▶ _RECORDS SHOWN_:

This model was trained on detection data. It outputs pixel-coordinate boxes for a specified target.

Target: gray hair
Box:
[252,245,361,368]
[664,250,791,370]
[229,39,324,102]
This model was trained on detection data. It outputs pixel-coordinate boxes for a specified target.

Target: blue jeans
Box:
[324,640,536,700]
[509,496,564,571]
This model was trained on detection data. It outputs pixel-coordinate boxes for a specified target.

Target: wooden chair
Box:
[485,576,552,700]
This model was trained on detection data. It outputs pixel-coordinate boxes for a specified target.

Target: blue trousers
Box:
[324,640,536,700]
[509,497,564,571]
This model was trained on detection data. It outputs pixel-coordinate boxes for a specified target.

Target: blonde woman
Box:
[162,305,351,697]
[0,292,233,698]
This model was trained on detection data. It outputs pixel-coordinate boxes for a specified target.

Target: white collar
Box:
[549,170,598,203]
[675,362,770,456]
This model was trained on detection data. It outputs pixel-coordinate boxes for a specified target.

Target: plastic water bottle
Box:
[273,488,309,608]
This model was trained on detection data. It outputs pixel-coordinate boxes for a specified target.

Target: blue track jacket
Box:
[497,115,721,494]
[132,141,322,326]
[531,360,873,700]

▶ _EXERCISE AIM_: Pick out every line of the material that contains the word "blue", and copy each one in full.

▶ _EXERCISE SOLUTION_:
Target: blue jeans
Target: blue trousers
Target: blue track jacket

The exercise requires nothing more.